- Work request 1: In the slang glossary entries, what does the phrase "to fight cocum" mean?
- Work request 2: Extend the slang glossary past its final entry, adding further definitions in the same style.

- Page extract:
• • • • • • •

Cocksure, certain.
Cocky, pert, saucy.
Cocoa-nut, the head. A pugilistic term. Also, when anything is explained to a man for the first time, it is not unusual for him to say, “Ah, that accounts for the milk in the cocoa-nut”—a remark which has its origin in a clever but not very moral story.
Cocum, shrewdness, ability, luck; “Jack’s got COCUM, he’s safe to get on, he is,”—viz., he starts under favourable circumstances; “to fight COCUM” is to be wily and cautious. Allied perhaps to the Scottish KEEK, German, GUCKEN, to peep or pry into.
Cod, to hoax, to take a “rise” out of one. Used as a noun, a fool.
Coddam, a public-house game, much affected by medical students and cabmen, generally three on each side. The game is “simplicity itself,” but requires a great amount of low cunning and peculiar mental ingenuity. It consists in guessing in which of the six hands displayed on the table, a small piece of marked money lies hid. If the guesser “brings it home,” his side takes the “piece,” and the centre man “works” it. If the guess is wrong, a chalk is taken to the holders, who again secrete the coin. Great fun is to be obtained from this game when it is properly played.

• • • • • • •

- Dataset content:
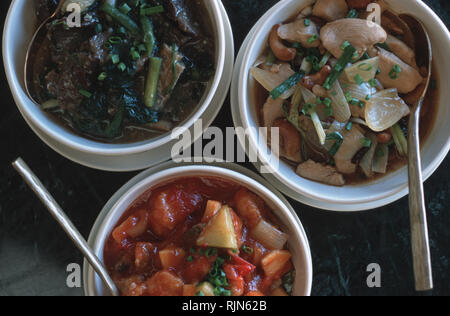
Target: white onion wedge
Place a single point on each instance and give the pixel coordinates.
(384, 110)
(269, 236)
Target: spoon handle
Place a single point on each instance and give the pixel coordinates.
(418, 217)
(36, 185)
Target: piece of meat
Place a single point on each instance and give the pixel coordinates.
(362, 34)
(330, 10)
(408, 79)
(182, 14)
(169, 79)
(169, 208)
(290, 141)
(322, 173)
(401, 50)
(272, 110)
(299, 32)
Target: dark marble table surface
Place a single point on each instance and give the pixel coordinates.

• • • • • • •

- Result 1: It means to be wily and cautious.

- Result 2:
Codds, the “poor brethren” of the Charter House. In The Newcomes, Thackeray writes, “The Cistercian lads call these old gentlemen CODDS; I know not wherefore.” A probable abbreviation of CODGER.
Codger, or COGER, an old man; “a rum old CODGER,” a curious old fellow. Codger is sometimes used as synonymous with CADGER, and then signifies a person who gets his living in a questionable manner. “Cogers,” the name of a debating society, formerly held in Shoe Lane, Fleet Street, and still in existence. The term is probably a corruption of COGITATORS.
Coffee-Shop, a watercloset, or house of office.
Cog, to cheat at dice.—Shakspeare. Also, to agree with, as one cog-wheel does with another, to crib from another’s book, as schoolboys often do. This is called “cogging over.”